◆ **Work to complete**
Find each line in the entries below that contains the word "fence", with case counting, and copy those lines.

(Point labeling entries)
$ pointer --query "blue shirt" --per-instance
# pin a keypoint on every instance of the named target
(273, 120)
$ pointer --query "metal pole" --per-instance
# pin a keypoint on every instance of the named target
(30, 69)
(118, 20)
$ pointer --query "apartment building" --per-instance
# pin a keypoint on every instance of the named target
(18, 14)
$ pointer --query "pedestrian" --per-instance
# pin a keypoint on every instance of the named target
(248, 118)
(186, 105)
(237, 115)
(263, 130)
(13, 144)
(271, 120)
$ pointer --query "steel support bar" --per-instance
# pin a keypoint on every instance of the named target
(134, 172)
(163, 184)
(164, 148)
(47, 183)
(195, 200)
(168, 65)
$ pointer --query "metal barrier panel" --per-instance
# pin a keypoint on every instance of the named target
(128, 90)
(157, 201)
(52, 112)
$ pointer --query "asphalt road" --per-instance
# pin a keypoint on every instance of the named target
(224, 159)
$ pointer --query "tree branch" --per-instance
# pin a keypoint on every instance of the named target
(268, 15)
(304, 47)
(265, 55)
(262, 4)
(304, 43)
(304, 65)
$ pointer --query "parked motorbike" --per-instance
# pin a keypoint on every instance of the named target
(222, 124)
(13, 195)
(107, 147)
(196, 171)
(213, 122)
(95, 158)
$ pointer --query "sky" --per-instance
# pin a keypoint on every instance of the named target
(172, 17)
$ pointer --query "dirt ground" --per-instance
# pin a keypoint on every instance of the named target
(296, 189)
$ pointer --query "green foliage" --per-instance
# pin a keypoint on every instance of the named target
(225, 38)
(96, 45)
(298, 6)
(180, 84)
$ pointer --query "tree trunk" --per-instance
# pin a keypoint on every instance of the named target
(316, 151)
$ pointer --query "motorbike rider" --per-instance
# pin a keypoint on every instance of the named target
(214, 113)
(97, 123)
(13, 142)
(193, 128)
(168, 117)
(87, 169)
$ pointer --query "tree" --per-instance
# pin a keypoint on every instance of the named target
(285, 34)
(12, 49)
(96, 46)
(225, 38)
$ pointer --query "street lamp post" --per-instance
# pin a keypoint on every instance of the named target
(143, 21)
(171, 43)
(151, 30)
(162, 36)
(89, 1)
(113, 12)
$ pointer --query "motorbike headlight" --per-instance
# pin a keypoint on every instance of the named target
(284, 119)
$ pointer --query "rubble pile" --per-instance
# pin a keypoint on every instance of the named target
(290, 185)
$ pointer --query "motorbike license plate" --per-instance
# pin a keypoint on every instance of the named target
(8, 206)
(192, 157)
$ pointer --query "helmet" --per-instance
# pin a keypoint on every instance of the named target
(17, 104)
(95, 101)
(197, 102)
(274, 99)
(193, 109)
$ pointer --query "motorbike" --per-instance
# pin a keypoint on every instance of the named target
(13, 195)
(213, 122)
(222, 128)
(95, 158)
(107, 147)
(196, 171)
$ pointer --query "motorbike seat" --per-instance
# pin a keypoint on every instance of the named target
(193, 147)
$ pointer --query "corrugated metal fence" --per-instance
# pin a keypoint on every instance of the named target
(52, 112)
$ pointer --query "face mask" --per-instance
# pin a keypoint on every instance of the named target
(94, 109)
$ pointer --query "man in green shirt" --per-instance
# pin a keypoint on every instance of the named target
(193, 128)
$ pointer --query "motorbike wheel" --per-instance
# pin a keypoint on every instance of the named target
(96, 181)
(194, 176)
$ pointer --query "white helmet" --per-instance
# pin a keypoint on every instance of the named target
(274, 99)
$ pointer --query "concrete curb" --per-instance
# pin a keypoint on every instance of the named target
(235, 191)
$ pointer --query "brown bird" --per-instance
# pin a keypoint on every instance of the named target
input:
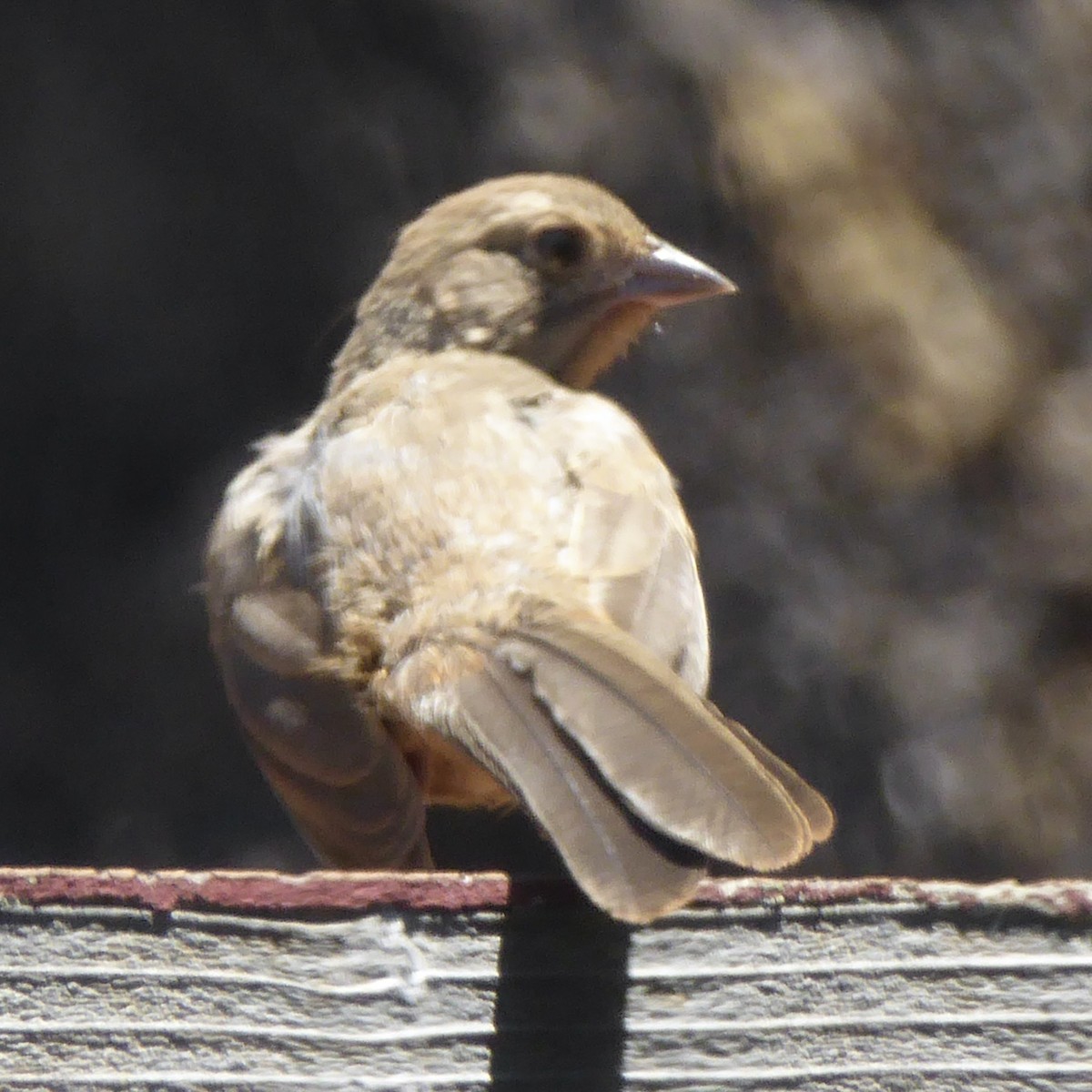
(465, 580)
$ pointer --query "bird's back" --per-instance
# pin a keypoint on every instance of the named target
(459, 495)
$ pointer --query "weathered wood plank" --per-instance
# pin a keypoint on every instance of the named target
(114, 981)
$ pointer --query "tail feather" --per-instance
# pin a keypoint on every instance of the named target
(626, 867)
(662, 748)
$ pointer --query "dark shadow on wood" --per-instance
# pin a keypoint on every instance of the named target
(561, 1004)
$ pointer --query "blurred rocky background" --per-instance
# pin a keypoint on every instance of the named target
(885, 440)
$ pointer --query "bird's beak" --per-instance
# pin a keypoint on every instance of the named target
(666, 276)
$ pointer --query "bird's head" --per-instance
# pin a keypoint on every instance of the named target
(549, 268)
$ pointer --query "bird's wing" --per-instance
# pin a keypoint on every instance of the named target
(342, 778)
(637, 780)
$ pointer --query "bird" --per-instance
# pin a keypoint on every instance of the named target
(468, 579)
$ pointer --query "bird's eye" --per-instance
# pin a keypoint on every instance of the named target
(560, 249)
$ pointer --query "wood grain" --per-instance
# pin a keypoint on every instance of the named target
(336, 981)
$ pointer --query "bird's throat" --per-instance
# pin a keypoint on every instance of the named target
(607, 339)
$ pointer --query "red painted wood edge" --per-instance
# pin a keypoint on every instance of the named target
(268, 891)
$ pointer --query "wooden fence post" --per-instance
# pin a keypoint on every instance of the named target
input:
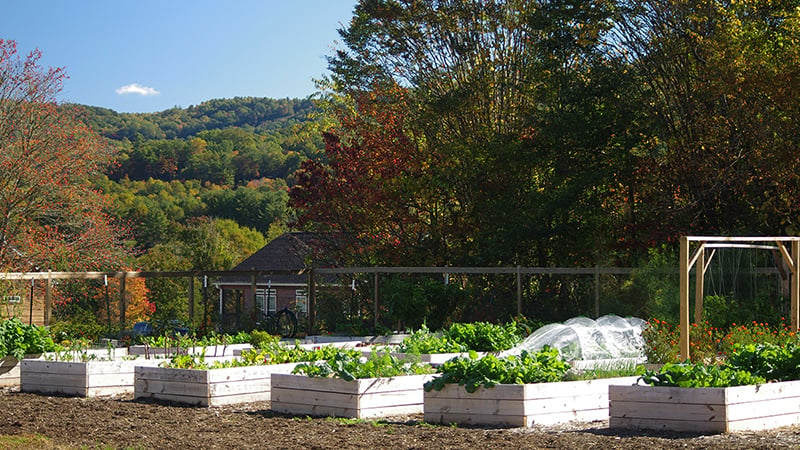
(122, 303)
(48, 298)
(375, 298)
(191, 300)
(311, 298)
(519, 291)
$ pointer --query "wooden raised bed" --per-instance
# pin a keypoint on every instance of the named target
(210, 351)
(211, 387)
(522, 405)
(85, 379)
(706, 410)
(358, 399)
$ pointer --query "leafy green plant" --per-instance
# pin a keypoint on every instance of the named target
(700, 375)
(18, 339)
(422, 341)
(770, 361)
(462, 337)
(473, 372)
(484, 336)
(708, 343)
(349, 366)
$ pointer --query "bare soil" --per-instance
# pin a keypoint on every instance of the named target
(70, 422)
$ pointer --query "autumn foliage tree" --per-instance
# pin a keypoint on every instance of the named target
(50, 217)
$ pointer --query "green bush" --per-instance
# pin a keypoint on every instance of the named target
(18, 339)
(349, 366)
(473, 372)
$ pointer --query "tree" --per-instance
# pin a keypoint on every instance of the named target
(720, 154)
(50, 217)
(495, 107)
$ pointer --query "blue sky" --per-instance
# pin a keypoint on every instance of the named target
(148, 56)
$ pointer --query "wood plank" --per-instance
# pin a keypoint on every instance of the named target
(313, 410)
(382, 400)
(171, 374)
(566, 388)
(185, 399)
(477, 406)
(762, 392)
(668, 411)
(54, 389)
(478, 419)
(667, 425)
(59, 367)
(769, 407)
(765, 423)
(498, 392)
(179, 388)
(283, 394)
(240, 387)
(249, 372)
(302, 382)
(249, 397)
(39, 378)
(400, 383)
(108, 391)
(666, 394)
(110, 379)
(388, 411)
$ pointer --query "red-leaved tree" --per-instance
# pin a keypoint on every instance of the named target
(50, 217)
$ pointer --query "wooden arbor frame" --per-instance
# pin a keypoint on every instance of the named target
(697, 256)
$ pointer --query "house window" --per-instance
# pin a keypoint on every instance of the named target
(267, 300)
(301, 300)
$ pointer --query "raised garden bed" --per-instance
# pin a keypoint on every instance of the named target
(210, 351)
(84, 379)
(212, 387)
(10, 370)
(358, 399)
(705, 410)
(522, 405)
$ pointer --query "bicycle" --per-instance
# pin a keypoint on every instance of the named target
(283, 323)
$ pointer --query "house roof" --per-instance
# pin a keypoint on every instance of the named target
(288, 252)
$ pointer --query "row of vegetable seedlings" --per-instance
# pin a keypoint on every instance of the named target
(446, 398)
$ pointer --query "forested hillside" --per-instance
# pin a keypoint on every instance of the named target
(199, 188)
(223, 159)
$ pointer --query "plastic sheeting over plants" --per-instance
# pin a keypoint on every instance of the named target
(581, 338)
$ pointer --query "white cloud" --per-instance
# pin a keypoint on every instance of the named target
(136, 89)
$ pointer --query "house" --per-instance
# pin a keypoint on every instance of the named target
(280, 281)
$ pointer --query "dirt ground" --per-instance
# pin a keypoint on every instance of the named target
(122, 423)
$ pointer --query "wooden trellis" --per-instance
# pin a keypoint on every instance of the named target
(697, 258)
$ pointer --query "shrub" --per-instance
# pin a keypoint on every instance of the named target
(473, 372)
(18, 339)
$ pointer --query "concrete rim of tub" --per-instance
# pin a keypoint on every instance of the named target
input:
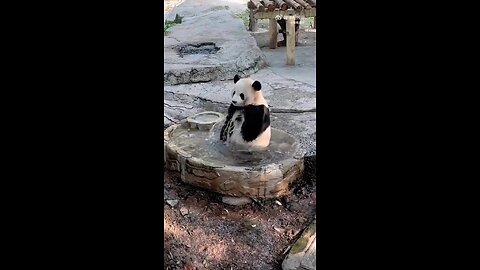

◆ **Response**
$ pointer --query "corrugated metal fence" --per-instance
$ pointer --query "wooden fence post" --per-instance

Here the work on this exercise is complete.